Task requirements: Count the lines in the entries below that contain the word "rectangular", and give only the number.

Items:
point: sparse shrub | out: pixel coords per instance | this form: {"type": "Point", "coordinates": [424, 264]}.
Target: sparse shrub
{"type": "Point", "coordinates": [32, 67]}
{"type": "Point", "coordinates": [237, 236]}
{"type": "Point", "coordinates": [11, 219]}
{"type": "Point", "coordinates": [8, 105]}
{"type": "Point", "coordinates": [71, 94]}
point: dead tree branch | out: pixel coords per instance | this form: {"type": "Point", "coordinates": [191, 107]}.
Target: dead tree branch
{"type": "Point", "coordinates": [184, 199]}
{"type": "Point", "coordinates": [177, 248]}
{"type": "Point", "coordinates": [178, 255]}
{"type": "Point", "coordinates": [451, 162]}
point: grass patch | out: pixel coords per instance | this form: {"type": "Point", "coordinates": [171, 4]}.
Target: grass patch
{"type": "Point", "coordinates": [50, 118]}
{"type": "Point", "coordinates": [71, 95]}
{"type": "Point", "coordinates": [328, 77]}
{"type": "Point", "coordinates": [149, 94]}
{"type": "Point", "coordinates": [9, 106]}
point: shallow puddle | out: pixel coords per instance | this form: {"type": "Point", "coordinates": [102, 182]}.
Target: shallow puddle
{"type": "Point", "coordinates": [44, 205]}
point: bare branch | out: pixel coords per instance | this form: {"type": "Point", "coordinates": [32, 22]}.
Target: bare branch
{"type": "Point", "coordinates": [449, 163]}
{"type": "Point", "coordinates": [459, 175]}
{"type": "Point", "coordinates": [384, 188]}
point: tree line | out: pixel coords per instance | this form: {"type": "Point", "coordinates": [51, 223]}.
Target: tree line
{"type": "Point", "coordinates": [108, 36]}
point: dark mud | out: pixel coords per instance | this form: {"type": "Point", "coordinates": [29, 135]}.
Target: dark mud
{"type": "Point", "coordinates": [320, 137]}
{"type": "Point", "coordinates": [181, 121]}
---
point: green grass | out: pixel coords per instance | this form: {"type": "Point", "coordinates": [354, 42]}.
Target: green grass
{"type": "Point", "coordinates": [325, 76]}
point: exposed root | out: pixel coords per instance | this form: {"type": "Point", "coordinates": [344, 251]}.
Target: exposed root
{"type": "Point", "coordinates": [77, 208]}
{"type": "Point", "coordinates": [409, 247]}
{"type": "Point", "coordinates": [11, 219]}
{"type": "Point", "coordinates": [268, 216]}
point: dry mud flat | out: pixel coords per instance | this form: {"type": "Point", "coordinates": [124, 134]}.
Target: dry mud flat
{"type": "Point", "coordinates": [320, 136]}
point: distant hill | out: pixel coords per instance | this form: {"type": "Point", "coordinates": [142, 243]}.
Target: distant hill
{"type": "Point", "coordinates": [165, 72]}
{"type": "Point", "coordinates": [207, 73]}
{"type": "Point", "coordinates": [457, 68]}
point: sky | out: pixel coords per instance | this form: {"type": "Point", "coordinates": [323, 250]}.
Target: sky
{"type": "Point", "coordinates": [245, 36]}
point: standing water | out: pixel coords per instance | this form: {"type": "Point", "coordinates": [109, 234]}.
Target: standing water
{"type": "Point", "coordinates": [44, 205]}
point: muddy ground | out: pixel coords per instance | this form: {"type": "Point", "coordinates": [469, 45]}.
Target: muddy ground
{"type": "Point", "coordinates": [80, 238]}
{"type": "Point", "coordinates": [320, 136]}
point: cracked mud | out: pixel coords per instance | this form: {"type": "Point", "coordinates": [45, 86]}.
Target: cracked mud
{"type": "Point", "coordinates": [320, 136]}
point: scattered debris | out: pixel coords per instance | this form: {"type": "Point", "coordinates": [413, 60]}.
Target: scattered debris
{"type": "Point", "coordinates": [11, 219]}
---
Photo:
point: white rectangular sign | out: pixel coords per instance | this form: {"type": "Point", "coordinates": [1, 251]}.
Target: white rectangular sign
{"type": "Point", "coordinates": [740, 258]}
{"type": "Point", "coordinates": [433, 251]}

The response: 2